* Exercise instructions
Reproduce the listing below verbatim, omitting every picture.

* Dataset records
----

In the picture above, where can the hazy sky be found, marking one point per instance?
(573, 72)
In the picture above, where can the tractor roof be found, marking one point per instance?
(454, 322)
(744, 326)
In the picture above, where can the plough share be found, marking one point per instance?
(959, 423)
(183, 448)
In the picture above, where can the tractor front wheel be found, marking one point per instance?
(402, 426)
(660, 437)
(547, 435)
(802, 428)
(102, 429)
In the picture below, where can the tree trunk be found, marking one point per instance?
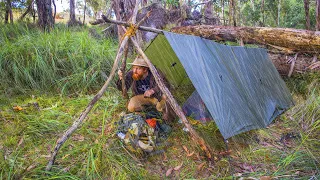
(27, 11)
(318, 15)
(285, 39)
(8, 12)
(279, 13)
(306, 9)
(72, 19)
(262, 12)
(84, 11)
(232, 13)
(55, 11)
(45, 19)
(222, 9)
(6, 17)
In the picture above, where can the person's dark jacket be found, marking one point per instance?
(153, 85)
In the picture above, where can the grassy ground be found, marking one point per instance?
(287, 149)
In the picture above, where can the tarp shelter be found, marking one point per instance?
(240, 86)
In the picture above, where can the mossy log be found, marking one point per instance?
(290, 40)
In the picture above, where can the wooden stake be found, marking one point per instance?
(84, 113)
(143, 28)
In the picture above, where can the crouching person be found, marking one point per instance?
(144, 89)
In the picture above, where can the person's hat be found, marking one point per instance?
(139, 62)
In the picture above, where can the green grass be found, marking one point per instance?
(53, 76)
(65, 60)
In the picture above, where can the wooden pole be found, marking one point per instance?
(173, 103)
(143, 28)
(84, 113)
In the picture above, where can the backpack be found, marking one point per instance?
(136, 134)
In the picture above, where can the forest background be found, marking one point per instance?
(52, 63)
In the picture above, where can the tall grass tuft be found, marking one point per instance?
(65, 60)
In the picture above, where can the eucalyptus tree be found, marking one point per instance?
(45, 18)
(8, 11)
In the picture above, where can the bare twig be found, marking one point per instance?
(143, 28)
(84, 113)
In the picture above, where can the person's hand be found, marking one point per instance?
(148, 93)
(120, 74)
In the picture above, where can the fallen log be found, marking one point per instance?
(285, 39)
(288, 42)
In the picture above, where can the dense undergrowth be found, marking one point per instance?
(288, 149)
(65, 60)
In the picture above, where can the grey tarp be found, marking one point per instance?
(240, 86)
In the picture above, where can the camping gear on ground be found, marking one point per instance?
(240, 86)
(140, 135)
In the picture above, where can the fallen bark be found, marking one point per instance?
(285, 39)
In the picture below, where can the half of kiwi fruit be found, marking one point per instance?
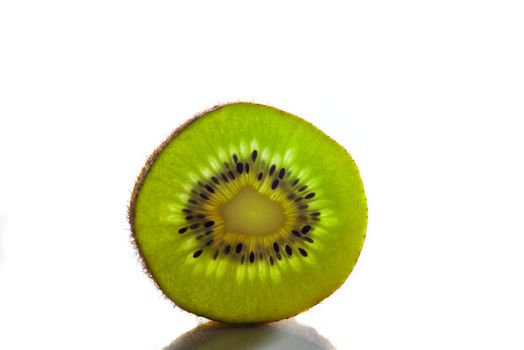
(248, 214)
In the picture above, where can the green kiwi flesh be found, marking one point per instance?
(248, 214)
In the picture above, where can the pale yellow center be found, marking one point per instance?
(249, 212)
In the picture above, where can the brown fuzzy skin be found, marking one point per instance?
(140, 180)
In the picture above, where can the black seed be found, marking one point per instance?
(238, 248)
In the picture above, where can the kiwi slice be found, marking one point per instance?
(248, 214)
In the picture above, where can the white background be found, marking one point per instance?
(428, 97)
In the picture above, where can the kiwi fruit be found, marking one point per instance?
(248, 214)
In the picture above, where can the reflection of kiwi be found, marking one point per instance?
(276, 336)
(248, 214)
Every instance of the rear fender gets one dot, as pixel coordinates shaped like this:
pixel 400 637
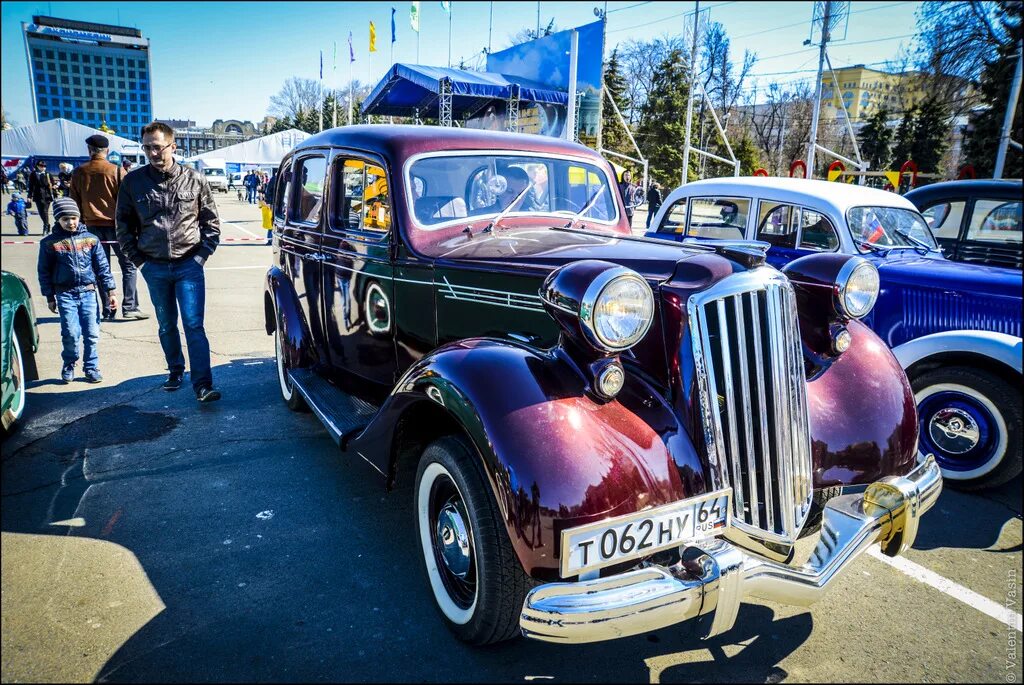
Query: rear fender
pixel 282 310
pixel 554 456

----

* Task result
In the picture above, where can the hazy sky be found, marking one point per instance?
(573, 72)
In the picture above, where can the tractor roof be found, marking one point per instance?
(454, 322)
(744, 326)
In the picture above, where can the plough share be found, marking one point per instance?
(959, 423)
(183, 448)
In the picture above, where can the tractor front wheel be found, marking one point per instance?
(402, 426)
(660, 437)
(547, 435)
(802, 428)
(102, 429)
In the picture below, where can the tree trunk be found, marking one point per instance?
(27, 11)
(318, 15)
(285, 39)
(8, 12)
(279, 13)
(306, 9)
(72, 19)
(262, 12)
(84, 11)
(232, 13)
(55, 11)
(45, 19)
(222, 9)
(6, 17)
In the picture above, where can the person's dark jacket be found, marking one point per instance?
(153, 85)
In the picture above, where can the grassy ground be found, marking one point per instance?
(287, 149)
In the picture above, where can the tarp shelter be found, marking one point per instance?
(240, 86)
In the picture above, where can the mossy log be found, marking one point per instance?
(290, 40)
In the picture above, where can the wooden stake be found, marking one point per instance?
(84, 113)
(143, 28)
In the picture above, where can the crouching person be found, marking one point per instance?
(144, 89)
In the picture above, where can the person's hat be found, marking one point per instance?
(139, 62)
In the picture above, where can the green grass be found, marking one point per instance?
(53, 76)
(65, 60)
In the picture above, where can the wooden pole be found, marking one point per instance?
(173, 103)
(143, 28)
(84, 113)
In the picture above, where can the backpack be found, marking one point per instance?
(136, 134)
In the picture above, where can the forest background be found, marking one point per instance?
(52, 63)
In the picture above, where can the tall grass tuft be found, marking one point per instance?
(65, 60)
In the picture above, where can the eucalyptus tree be found, marking one point per instance?
(45, 18)
(8, 11)
In the picture above, where can the bare twig be found, marking one point per instance?
(143, 28)
(84, 113)
In the picture above, where can the person's hand be found, marking one point per instance?
(148, 93)
(120, 74)
In the picture above, where can the fallen log be found, marking one point per instance?
(285, 39)
(288, 42)
In the picture above, where can the dense undergrowth be found, marking one point per instance?
(288, 149)
(65, 60)
In the picture above, where can the grey tarp be found, marking one point per instance?
(240, 86)
In the picture above, where can the camping gear on ground be found, marking one point per instance?
(240, 86)
(140, 135)
In the picture above, where can the fallen bark be found, marking one point per instance?
(285, 39)
In the picture below, where can the half of kiwi fruit be found, marking one point per instance?
(248, 214)
In the picture above, where can the green kiwi flesh be found, marking one point per instance?
(248, 214)
In the picture above, where can the pale yellow center be found, marking one point per instance?
(249, 212)
In the picture above, where can the brown fuzzy skin be found, marking one point per instance?
(140, 180)
In the picture above, where can the black seed be found, marking one point per instance?
(238, 248)
In the picture above, where can the kiwi slice be found, marking one point per instance?
(248, 214)
In the picture above, where can the white background be found, marking one point per instance?
(428, 97)
In the picture above, where can the kiwi fruit be found, marking one point per instance?
(248, 214)
In the picture above, where can the reflection of kiwi be found, marking one point per instance?
(276, 336)
(248, 214)
Every instance of the rear fender gets one dot, as pixel coordinates shaped like this:
pixel 400 637
Query: rear fender
pixel 282 310
pixel 554 456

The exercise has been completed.